Render every line of the material below as a Markdown table with the columns Row and Line, numbering the rows and omitting blank lines.

--- START OF Exercise data ---

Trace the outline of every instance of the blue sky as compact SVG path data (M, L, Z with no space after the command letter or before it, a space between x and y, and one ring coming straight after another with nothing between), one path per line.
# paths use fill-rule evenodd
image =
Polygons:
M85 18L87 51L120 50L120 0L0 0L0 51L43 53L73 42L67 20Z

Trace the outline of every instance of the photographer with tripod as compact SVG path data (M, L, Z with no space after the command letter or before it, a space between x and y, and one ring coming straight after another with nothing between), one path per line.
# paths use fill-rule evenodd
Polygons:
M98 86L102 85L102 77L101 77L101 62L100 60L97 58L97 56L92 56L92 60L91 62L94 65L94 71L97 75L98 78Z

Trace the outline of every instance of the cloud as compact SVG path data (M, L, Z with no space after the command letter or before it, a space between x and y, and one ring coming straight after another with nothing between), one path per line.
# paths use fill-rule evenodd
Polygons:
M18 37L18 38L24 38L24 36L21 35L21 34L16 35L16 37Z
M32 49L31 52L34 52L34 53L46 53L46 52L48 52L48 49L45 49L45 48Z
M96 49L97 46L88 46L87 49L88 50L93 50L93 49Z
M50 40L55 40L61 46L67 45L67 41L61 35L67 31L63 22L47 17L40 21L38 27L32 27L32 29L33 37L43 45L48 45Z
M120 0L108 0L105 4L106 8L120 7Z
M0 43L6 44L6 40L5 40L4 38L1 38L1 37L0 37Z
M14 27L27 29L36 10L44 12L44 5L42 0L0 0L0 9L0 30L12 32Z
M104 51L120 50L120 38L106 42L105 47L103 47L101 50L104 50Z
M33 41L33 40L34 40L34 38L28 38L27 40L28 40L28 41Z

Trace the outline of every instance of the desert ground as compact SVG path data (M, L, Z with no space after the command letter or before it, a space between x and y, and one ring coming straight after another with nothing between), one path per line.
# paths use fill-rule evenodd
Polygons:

--- END OF Exercise data ---

* [Response]:
| Row | Line |
|---|---|
| 1 | Trace the outline of every instance of the blue sky as compact SVG path data (M, L, Z with no space after the command letter or before it, a space between x and y, and one ring coming straight after another with nothing between), one path per line. |
| 2 | # paths use fill-rule evenodd |
| 3 | image = |
| 4 | Polygons: |
| 5 | M85 18L87 51L120 50L120 0L0 0L0 51L43 53L73 42L67 20Z |
| 6 | Trace the outline of every instance of the photographer with tripod as compact SVG path data (M, L, Z with no space after the command letter or before it, a space between x and y, and one ring coming straight after another with nothing between), one path per line. |
| 7 | # paths use fill-rule evenodd |
| 8 | Polygons: |
| 9 | M98 86L102 85L102 77L101 77L101 62L100 60L97 58L97 56L92 56L92 60L91 62L94 65L94 71L97 75L98 78Z |
| 10 | Trace the outline of every instance of the cloud as compact SVG path data (M, L, Z with no space after the command letter or before it, a space between x and y, and one ring coming straight after another with nothing between), one path per line. |
| 11 | # paths use fill-rule evenodd |
| 12 | Polygons: |
| 13 | M18 37L18 38L24 38L24 36L21 35L21 34L16 35L16 37Z |
| 14 | M32 49L31 52L34 52L34 53L46 53L46 52L48 52L48 49L45 49L45 48Z |
| 15 | M96 49L97 46L88 46L87 49L88 50L93 50L93 49Z |
| 16 | M50 40L55 40L61 46L67 45L67 41L61 35L67 31L63 22L47 17L40 21L38 27L32 27L32 29L33 37L43 45L48 45Z |
| 17 | M120 0L108 0L105 4L106 8L120 7Z |
| 18 | M0 43L6 44L6 40L5 40L4 38L1 38L1 37L0 37Z |
| 19 | M14 27L27 29L36 10L44 12L44 5L42 0L0 0L0 9L0 30L12 32Z |
| 20 | M104 51L120 50L120 38L106 42L105 47L103 47L101 50L104 50Z |
| 21 | M33 41L33 40L34 40L34 38L28 38L27 40L28 40L28 41Z |
| 22 | Trace the outline of every instance of the desert ground as compact SVG path data (M, L, Z with no space after the command letter or before it, a space between x and y, and one ring coming straight after another with nothing between), one path per line. |
| 23 | # paths use fill-rule evenodd |
| 24 | Polygons: |